Search the records for the word "logo" and copy each line in which it appears.

━━━━

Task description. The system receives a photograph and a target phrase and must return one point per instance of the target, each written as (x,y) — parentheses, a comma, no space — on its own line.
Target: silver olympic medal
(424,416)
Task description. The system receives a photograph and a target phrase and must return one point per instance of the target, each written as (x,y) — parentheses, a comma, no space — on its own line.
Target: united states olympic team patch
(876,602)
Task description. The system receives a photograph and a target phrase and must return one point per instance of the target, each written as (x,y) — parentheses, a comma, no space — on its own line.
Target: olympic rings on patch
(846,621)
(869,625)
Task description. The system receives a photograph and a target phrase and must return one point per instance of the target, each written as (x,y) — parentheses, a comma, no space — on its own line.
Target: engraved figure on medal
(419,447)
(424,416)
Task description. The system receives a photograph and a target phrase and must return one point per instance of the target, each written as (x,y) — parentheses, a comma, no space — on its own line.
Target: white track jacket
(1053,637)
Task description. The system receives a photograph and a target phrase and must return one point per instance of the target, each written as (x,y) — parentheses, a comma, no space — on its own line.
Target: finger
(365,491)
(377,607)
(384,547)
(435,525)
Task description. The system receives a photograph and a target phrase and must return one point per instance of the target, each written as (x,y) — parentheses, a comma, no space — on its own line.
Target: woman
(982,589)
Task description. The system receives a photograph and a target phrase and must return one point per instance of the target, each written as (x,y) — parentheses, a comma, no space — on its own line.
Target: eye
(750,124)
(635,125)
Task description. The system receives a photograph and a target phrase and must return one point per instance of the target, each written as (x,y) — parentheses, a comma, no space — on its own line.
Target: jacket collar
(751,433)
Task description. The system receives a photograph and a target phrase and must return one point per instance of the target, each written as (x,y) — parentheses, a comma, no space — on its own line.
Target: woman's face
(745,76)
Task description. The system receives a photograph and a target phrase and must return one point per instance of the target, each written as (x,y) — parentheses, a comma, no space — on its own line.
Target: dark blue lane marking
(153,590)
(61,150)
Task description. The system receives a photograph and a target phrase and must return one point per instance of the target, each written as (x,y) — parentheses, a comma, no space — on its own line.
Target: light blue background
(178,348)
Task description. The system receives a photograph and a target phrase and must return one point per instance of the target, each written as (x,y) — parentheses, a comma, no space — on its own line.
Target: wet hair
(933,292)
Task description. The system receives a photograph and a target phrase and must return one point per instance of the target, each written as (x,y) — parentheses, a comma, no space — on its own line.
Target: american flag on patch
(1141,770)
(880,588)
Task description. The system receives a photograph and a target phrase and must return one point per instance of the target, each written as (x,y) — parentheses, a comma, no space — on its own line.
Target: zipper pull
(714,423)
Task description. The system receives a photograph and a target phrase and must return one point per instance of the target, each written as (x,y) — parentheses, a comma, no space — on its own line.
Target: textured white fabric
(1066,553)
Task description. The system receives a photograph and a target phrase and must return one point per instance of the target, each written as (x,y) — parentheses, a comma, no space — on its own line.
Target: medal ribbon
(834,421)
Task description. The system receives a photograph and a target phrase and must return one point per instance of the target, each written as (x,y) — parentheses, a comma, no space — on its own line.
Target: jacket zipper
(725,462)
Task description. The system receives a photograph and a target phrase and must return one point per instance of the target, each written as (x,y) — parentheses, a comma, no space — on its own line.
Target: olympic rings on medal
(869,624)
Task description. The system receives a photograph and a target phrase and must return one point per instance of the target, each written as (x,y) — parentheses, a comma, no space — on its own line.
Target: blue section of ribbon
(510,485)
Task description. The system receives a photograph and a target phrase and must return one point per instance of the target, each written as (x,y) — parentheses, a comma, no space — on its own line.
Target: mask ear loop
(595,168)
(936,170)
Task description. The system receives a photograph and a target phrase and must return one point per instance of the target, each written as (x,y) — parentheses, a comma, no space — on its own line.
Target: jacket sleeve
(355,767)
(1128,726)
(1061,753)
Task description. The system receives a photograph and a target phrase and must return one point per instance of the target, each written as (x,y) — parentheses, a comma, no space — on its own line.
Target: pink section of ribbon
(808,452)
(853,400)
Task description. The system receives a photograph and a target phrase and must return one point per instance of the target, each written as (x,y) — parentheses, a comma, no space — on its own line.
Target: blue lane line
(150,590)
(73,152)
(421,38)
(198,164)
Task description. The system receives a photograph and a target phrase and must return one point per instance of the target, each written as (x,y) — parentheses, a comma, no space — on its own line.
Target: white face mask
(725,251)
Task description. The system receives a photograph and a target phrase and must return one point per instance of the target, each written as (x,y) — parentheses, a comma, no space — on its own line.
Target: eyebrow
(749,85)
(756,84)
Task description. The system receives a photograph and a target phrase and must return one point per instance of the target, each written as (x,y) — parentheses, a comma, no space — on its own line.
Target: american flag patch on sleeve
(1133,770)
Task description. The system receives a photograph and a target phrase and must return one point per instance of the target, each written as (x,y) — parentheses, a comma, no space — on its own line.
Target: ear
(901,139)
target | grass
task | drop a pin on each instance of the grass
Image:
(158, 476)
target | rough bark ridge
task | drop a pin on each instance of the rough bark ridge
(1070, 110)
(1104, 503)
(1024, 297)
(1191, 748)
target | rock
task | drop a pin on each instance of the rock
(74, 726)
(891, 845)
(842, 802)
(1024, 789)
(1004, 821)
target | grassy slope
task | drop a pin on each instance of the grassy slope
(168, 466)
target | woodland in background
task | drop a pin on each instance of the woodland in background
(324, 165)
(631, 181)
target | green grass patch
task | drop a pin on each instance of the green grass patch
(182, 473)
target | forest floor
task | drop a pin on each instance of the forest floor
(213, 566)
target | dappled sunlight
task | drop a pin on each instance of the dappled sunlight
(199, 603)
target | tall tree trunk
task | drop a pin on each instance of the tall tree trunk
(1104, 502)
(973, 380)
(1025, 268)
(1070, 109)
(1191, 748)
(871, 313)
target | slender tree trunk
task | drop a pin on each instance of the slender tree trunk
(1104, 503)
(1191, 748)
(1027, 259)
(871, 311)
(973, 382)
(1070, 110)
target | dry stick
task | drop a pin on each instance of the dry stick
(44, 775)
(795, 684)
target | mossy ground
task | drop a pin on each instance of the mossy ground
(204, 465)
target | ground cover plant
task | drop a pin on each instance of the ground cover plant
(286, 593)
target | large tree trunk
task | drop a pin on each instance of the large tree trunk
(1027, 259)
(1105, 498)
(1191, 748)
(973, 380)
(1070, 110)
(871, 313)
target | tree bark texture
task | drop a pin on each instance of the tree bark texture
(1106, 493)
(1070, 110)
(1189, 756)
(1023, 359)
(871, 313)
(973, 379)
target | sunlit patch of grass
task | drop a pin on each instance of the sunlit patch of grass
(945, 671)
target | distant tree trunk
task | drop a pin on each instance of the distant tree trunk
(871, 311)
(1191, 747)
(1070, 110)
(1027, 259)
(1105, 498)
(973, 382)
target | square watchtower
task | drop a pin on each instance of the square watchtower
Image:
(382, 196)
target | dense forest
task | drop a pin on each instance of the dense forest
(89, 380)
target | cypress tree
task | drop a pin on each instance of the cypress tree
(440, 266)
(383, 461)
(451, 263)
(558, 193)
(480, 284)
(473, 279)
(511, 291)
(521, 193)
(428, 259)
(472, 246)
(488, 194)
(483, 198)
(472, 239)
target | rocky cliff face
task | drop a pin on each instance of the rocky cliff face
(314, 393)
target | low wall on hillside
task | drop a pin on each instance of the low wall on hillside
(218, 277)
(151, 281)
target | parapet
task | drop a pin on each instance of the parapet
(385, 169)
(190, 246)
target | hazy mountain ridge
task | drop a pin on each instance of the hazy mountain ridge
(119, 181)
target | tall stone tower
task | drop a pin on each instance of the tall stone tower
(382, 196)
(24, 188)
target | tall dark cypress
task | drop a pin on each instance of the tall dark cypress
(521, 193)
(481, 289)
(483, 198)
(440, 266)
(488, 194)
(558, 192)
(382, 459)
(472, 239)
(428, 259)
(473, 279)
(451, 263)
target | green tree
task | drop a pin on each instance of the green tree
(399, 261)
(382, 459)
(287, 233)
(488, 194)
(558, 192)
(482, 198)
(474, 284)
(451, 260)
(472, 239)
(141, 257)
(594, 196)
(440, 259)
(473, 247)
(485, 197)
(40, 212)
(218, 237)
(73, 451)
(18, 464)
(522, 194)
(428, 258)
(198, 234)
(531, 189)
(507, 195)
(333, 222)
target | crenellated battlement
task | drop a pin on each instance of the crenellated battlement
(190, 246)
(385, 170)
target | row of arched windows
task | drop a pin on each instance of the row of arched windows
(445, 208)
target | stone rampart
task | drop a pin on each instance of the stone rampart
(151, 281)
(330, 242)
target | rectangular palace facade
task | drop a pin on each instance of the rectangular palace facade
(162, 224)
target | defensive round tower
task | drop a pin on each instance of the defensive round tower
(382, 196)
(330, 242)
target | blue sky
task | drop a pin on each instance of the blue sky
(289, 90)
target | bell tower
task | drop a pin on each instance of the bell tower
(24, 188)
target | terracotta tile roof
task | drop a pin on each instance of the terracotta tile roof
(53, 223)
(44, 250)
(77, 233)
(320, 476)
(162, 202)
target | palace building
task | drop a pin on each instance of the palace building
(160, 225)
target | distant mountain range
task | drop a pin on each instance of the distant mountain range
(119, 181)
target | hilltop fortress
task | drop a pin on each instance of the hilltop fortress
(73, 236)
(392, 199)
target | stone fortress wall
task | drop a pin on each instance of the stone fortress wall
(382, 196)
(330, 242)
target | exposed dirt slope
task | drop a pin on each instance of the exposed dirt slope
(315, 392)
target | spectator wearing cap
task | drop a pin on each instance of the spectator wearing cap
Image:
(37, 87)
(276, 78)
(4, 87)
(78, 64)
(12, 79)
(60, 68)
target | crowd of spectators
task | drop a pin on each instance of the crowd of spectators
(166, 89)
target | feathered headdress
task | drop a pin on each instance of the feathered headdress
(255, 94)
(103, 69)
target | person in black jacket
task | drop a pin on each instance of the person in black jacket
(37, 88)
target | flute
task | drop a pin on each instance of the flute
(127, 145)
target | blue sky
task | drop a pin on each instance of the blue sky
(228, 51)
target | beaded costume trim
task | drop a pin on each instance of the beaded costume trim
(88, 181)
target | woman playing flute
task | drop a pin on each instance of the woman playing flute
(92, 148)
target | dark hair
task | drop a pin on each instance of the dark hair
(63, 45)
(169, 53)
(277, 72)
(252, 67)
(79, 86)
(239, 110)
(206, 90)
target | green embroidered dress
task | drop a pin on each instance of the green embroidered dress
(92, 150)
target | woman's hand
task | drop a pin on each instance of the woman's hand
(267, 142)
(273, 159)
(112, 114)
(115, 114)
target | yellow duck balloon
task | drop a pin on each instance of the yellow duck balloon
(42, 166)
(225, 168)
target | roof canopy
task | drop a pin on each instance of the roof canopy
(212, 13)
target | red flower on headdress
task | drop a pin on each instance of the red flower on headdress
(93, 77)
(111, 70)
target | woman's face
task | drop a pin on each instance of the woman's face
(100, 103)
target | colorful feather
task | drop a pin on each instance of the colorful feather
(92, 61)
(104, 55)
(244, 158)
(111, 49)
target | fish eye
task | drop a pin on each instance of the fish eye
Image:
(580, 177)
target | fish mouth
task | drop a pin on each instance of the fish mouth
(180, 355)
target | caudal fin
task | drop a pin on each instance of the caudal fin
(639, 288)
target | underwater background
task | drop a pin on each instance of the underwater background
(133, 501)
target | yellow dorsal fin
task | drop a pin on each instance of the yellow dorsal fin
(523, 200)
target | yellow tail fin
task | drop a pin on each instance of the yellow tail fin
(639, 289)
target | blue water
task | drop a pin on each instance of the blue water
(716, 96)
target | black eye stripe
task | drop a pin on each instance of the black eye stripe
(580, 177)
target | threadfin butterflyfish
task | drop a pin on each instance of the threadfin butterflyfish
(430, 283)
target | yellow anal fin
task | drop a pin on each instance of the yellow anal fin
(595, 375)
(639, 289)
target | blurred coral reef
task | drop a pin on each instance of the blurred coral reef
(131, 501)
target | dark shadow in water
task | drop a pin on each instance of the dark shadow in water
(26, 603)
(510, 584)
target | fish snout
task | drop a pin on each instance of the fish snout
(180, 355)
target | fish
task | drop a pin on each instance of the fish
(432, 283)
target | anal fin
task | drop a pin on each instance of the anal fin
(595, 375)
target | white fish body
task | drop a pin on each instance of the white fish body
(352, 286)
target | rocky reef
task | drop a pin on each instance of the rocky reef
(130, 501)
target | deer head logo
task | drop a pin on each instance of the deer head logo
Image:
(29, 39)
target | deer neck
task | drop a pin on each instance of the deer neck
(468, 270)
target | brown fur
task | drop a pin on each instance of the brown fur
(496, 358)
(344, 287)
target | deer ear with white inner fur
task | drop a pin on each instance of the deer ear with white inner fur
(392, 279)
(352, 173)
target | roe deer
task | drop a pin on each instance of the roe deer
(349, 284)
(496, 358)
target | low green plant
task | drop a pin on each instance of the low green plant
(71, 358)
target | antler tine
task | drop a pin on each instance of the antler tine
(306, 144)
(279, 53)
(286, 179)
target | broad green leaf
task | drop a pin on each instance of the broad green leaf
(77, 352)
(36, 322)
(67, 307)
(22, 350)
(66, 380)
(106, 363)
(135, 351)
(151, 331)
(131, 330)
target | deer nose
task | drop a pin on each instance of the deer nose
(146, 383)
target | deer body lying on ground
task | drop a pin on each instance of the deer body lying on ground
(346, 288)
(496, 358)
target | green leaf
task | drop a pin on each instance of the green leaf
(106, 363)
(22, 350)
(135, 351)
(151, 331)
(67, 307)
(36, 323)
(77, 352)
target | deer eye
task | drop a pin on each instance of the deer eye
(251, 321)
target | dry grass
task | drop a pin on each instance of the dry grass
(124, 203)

━━━━

### WRITTEN ANSWER
target | deer head logo
task | drop a pin on each instance of the deer head logo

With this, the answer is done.